-- Begin DATASET RECORDS --

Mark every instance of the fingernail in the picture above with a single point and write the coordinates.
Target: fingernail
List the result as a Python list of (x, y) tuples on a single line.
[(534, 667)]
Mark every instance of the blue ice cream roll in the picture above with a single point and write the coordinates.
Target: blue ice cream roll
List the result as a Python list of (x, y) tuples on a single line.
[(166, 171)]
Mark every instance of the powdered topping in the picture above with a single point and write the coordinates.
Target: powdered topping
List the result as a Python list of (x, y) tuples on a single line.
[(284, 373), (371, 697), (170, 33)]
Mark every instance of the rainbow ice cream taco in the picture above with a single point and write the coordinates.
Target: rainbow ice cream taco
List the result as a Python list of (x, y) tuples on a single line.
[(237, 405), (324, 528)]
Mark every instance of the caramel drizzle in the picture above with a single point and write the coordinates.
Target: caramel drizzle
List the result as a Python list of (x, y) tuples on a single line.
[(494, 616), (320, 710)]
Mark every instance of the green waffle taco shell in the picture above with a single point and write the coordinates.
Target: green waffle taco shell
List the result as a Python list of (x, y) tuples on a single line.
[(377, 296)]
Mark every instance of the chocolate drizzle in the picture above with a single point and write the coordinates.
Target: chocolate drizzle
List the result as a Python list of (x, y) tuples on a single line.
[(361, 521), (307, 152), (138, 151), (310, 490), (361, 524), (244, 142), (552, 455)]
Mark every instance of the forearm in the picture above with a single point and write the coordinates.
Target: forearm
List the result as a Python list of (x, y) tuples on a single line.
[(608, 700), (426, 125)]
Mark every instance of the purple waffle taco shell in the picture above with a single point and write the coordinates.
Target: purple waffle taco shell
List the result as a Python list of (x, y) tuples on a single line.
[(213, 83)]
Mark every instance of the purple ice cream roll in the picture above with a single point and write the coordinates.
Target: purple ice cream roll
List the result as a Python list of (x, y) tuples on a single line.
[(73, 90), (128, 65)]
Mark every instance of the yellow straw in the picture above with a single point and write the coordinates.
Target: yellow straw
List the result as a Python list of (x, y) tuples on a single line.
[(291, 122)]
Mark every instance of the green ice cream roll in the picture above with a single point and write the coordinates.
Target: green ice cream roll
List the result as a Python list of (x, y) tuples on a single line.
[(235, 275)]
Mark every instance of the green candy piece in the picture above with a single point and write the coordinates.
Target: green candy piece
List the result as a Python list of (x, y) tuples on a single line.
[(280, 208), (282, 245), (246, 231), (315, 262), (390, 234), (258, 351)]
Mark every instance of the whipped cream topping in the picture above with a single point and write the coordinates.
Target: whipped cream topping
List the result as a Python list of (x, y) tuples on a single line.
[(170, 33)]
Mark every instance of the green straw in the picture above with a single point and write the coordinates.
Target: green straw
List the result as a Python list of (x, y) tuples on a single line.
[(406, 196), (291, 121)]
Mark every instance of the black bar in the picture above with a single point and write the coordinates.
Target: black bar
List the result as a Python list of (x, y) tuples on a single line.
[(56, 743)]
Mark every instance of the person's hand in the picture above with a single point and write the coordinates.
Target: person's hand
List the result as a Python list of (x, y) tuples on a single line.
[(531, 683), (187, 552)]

-- End DATASET RECORDS --

PROBLEM STATEMENT –
Copy out all of the items above again, word for word.

RESPONSE TO THIS EXERCISE –
Mark every instance of the fingernail in the picture above with a single point and write the coordinates.
Target: fingernail
List the result as a Python list of (x, y) tuples on a single line.
[(534, 667)]
Mark every instance of the blue ice cream roll in the picture above with a single point and write the coordinates.
Target: blue ice cream roll
List the result as a Python list of (x, y) tuples on a single line.
[(166, 171)]
Mark every instance of the powdered topping in the picture above with a single point and write the coordinates.
Target: powdered topping
List the result as a Python list of (x, y) tuples on a single line.
[(284, 373), (371, 697), (170, 33)]
Mark every instance of the rainbow ice cream taco in the picture above with a single point and write the coordinates.
Target: rainbow ice cream taco
List the result as a Python list of (x, y) tuples on a single line.
[(237, 405), (324, 528)]
Mark every instance of the caramel drizzle in the picture above with a single point and write the coordinates.
Target: caramel drizzle
List the result as a Python list of (x, y) tuples on a single line.
[(494, 616), (320, 710)]
Mark every instance of the green waffle taco shell in the picture above with a single point and write the coordinates.
Target: green waffle taco shell
List the result as a Python list of (x, y) tuples on a single line.
[(377, 296)]
Mark every instance of the chocolate drizzle in the picture above with a single point and write the coordinates.
Target: chocolate drizzle
List the result as a Python list of (x, y) tuples on a single line.
[(361, 521), (307, 152), (138, 151), (310, 490), (361, 524), (244, 142), (552, 455)]
Mark every instance of the forearm in the picture above with a single point and write the coordinates.
Target: forearm
List the result as a Python list of (x, y) tuples on a single line.
[(608, 700), (426, 125)]
Mark every instance of the purple waffle taco shell in the picture above with a single point and write the coordinates.
Target: purple waffle taco shell
List the result as a Python list of (x, y) tuples on a single line.
[(213, 83)]
Mark every instance of the purple ice cream roll in the picture above with a single point and write the coordinates.
Target: purple ice cream roll
List the result as a Python list of (x, y) tuples on a single line.
[(73, 90), (128, 65)]
Mark every instance of the yellow straw in the picture above with a single point and write the coordinates.
Target: yellow straw
List the result as a Python list of (x, y) tuples on a single line.
[(291, 122)]
Mark every instance of the green ice cream roll in the picture above with a single point and write the coordinates.
Target: green ice cream roll
List the result as a Python list of (x, y) tuples on a single line.
[(235, 275)]
Mark every instance of the green candy piece in the picture above with a single point and write the coordinates.
Target: green candy piece
List the result as a Python list of (x, y) tuples on a single line.
[(280, 208), (282, 245), (246, 231), (315, 262), (390, 234), (258, 351)]
Mark every instance of the whipped cream topping in the picture above with a single point and write the coordinates.
Target: whipped cream topping
List the result as a Python list of (x, y) tuples on a single line.
[(170, 33)]
Mark every instance of the green straw in the picture above with a single point and write the coordinates.
Target: green straw
List the result as a Python list of (x, y) tuples on a single line.
[(406, 196), (291, 121)]
Mark every instance of the black bar in the picture above with a single point and write the coordinates.
Target: black bar
List the result as a Python list of (x, y) tuples on a single line.
[(56, 743)]
Mark every instance of the person's hand in the picture above with a single point and write the coordinates.
Target: person's hand
List the result as a Python list of (x, y) tuples on a single line.
[(531, 683), (187, 552)]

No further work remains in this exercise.